### Listed records
------------------------------------
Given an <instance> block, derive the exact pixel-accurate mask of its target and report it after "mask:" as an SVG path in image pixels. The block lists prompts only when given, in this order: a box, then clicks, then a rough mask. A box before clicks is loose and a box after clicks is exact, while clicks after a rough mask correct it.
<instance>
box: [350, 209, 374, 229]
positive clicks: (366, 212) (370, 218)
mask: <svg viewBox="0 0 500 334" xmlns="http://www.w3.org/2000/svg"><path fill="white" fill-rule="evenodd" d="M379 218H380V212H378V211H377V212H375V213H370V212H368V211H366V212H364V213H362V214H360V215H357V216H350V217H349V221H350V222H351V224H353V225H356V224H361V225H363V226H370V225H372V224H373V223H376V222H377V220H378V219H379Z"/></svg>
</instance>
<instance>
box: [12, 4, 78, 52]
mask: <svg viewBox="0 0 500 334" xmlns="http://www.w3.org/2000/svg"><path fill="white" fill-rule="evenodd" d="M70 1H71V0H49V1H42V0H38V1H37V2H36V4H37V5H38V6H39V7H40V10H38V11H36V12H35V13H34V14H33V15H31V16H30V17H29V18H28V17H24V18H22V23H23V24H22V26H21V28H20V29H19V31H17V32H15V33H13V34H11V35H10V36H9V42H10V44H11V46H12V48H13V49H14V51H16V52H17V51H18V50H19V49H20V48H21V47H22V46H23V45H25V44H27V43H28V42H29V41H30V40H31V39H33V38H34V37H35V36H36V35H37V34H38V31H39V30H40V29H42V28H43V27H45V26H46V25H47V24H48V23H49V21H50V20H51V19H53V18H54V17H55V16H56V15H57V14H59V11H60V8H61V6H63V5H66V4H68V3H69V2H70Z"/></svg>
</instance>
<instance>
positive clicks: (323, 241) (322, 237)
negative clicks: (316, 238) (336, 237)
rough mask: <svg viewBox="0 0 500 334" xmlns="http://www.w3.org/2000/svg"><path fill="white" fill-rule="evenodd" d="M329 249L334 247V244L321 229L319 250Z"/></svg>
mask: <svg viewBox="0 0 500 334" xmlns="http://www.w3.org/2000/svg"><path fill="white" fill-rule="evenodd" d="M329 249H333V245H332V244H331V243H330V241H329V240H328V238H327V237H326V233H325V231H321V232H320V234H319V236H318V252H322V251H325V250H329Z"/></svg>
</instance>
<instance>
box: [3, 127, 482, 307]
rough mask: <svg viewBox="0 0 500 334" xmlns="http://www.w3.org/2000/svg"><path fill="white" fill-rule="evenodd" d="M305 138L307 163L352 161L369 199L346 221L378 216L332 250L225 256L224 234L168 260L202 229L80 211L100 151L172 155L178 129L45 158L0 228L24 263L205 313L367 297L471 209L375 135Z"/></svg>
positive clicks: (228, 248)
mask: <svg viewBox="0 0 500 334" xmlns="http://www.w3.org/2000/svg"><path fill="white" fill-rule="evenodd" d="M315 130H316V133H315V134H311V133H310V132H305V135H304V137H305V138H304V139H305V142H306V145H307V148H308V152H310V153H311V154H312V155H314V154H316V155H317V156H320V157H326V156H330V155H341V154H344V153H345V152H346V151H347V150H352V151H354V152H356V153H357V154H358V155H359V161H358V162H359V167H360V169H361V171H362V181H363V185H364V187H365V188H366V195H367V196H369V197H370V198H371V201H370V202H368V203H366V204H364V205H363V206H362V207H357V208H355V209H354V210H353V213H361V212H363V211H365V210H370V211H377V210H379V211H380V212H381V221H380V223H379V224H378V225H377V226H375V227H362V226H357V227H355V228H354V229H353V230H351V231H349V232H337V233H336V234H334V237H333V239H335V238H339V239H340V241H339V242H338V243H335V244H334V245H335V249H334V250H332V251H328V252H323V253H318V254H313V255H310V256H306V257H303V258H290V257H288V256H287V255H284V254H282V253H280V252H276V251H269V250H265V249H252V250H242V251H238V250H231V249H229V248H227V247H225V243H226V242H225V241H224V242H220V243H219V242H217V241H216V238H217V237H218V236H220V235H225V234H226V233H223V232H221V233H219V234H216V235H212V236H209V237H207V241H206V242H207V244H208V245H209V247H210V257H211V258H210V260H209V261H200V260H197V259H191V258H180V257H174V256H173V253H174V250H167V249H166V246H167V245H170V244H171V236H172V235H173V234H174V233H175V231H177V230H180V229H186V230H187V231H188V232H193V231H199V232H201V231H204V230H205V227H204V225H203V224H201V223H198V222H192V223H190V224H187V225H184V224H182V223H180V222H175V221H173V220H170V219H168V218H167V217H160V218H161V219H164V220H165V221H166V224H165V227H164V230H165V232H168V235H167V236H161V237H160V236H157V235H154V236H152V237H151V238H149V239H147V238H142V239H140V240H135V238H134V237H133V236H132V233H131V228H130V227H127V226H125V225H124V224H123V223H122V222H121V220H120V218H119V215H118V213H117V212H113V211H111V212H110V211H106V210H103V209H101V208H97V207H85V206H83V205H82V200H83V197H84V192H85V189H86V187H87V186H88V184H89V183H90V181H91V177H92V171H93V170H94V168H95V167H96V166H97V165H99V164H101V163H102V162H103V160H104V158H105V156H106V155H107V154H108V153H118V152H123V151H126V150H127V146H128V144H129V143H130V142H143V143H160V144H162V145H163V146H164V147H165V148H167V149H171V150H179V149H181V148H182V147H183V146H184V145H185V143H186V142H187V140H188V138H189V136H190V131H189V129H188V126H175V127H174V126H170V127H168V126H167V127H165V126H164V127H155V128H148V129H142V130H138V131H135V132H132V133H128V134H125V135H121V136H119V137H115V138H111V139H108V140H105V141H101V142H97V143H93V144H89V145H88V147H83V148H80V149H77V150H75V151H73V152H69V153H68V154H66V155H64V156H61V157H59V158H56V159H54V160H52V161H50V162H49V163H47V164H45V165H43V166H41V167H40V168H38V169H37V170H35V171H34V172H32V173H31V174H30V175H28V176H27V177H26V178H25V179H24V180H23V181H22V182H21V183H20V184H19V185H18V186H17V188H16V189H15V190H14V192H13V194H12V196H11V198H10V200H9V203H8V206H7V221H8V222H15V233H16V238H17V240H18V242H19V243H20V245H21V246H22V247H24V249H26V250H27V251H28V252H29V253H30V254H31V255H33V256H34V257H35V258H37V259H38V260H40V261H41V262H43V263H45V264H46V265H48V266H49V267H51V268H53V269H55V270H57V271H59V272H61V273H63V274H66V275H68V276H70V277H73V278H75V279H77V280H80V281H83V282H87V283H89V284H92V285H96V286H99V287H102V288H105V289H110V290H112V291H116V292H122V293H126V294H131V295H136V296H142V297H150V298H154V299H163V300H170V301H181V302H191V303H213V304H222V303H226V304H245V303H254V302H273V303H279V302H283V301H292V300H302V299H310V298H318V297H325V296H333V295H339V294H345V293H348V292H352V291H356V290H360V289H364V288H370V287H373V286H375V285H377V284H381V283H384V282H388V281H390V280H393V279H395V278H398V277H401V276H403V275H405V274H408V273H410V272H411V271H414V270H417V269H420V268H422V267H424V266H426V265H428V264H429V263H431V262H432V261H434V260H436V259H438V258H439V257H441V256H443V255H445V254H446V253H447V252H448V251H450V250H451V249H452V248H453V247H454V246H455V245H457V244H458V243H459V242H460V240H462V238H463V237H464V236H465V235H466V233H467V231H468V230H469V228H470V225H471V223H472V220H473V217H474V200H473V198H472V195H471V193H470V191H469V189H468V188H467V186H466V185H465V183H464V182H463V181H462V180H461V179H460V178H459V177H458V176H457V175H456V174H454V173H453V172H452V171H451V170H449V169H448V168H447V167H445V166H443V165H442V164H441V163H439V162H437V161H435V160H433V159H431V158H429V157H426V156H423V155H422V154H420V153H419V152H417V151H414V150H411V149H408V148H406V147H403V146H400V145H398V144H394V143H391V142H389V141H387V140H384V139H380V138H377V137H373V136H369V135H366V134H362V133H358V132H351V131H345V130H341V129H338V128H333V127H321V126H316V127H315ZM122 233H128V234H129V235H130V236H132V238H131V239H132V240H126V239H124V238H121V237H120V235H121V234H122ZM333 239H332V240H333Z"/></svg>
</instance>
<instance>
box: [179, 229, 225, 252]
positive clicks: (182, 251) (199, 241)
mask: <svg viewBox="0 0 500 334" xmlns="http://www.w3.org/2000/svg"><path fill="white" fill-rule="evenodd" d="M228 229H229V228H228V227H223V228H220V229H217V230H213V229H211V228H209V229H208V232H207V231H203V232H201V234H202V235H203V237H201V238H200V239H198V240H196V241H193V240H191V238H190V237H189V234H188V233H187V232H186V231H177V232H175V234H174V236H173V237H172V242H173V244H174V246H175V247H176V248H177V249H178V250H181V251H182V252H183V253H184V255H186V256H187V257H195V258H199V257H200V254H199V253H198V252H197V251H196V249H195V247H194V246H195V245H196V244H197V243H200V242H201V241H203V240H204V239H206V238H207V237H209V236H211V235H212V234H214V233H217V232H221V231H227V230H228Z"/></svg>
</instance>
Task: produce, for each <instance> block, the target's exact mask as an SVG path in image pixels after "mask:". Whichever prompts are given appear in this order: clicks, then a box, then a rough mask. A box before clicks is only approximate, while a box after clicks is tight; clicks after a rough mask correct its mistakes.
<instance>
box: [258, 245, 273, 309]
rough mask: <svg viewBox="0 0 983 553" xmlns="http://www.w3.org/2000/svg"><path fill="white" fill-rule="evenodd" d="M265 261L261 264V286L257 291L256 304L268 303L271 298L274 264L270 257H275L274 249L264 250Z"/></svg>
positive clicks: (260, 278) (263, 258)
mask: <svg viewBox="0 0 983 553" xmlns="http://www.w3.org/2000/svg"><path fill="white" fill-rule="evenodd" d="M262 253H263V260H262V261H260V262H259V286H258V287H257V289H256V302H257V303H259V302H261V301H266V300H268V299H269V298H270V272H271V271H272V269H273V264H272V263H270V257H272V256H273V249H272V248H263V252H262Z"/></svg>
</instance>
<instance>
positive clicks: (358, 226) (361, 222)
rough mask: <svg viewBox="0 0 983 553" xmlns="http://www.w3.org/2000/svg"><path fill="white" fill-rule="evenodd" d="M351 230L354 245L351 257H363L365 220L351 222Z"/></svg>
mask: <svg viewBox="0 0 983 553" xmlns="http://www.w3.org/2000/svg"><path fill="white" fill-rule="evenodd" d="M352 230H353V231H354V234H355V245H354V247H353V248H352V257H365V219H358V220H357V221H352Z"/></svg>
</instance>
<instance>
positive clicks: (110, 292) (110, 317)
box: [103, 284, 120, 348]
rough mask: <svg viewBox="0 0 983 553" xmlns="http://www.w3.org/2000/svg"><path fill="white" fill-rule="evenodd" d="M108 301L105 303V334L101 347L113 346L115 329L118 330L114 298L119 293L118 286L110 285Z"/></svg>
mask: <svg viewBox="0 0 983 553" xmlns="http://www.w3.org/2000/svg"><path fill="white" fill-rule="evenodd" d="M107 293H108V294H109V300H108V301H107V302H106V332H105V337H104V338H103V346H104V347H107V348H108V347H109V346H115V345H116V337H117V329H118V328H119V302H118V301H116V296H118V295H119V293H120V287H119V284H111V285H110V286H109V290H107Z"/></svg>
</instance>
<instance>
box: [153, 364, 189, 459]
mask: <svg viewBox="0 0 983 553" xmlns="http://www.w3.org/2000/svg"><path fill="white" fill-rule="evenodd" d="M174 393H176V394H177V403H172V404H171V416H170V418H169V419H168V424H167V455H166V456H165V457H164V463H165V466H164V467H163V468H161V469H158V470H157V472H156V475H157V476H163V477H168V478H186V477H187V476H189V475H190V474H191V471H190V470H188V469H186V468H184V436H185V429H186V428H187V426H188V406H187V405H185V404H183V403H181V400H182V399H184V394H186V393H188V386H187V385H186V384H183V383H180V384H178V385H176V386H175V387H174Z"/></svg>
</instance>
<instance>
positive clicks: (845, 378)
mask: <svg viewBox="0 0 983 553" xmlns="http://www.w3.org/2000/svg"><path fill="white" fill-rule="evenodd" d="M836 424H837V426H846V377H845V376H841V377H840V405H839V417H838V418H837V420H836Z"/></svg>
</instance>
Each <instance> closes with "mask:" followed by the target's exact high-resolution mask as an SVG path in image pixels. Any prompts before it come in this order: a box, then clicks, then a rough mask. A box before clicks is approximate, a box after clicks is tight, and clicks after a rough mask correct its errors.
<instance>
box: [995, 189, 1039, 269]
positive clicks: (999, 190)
------------------------------------
### Activity
Please pick out each line of the records that contains the word "block" and copy those lines.

### Problem solution
Given an <instance> block, derive the exact pixel-accurate mask of its target and report it after "mask:" as an SVG path in image pixels. The block lists prompts only when given, in this order: a box, then clicks, then a rough mask. A box before clicks is loose and a box after clicks is exact, while clicks after a rough mask correct it.
Task: produce, for each <instance> block, the target's exact mask as an SVG path in image pixels after "mask:". Whichever prompts are given appear in this order: clicks, then a box, then a rough mask. A box before clicks is only approximate, while a box after clicks is tight; clicks after a rough mask correct its mistakes.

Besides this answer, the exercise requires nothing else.